Intervento di Roberto Maroni,
Ministro del Lavoro e delle Politiche Sociali
 
Como, 20-21 novembre 2003
 

Signori ministri,
Madame Quintin,
signore e signori delegati,
 
è per me molto importante introdurre questo appuntamento della Presidenza italiana dedicato al tema dell’immigrazione, un tema che ha impegnato questo Governo sin dal suo insediamento e che ora, sulla base dell’iniziativa del Governo italiano, trova grande attenzione nell’agenda dell’Unione Europea.
 
L’immigrazione, infatti, non è un problema solo dell’Italia o dei Paesi dell’Unione Europea che si affacciano sul Mediterraneo. L’immigrazione è un problema di tutta l’Europa e deve essere affrontata attraverso uno stretto e efficace coordinamento delle politiche di sicurezza, di cooperazione, del lavoro e sociali. Se vogliamo un’Europa senza frontiere al suo interno e abbiamo costruito un’area di libera circolazione dei cittadini e dei lavoratori, dobbiamo però garantire che l’entrata in questo nostro continente non avvenga in maniera tale da rappresentare una minaccia alla sicurezza e alla coesione sociale delle nostre società.
● ● ● ●
Indica quali politiche, secondo l'intervento, vanno coordinate per affrontare l'immigrazione.

» DATI FORNITI:
● ● ● ●
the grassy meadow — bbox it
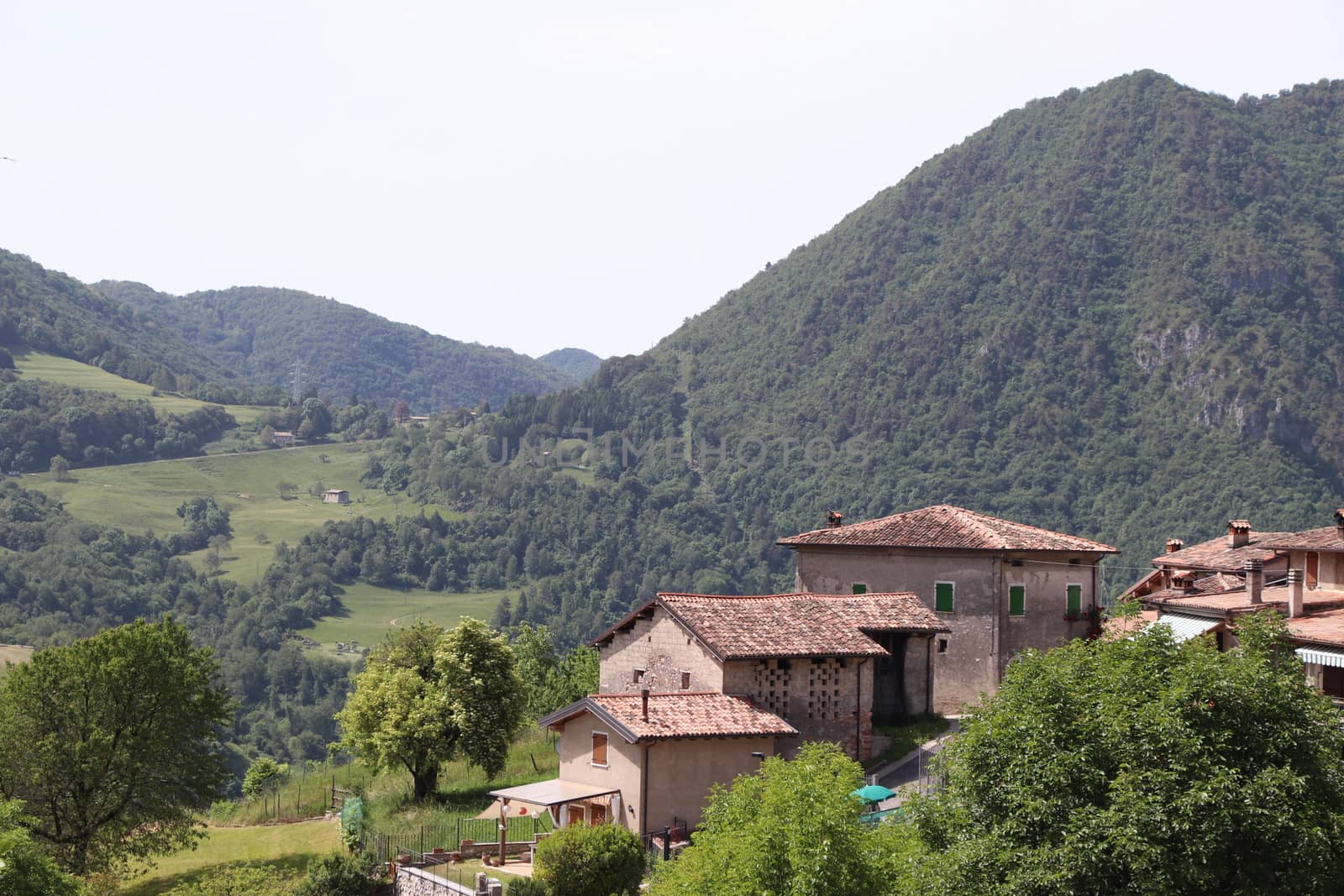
● ● ● ●
» SOLUZIONE SCRITTA: Le politiche di sicurezza, di cooperazione, del lavoro e sociali.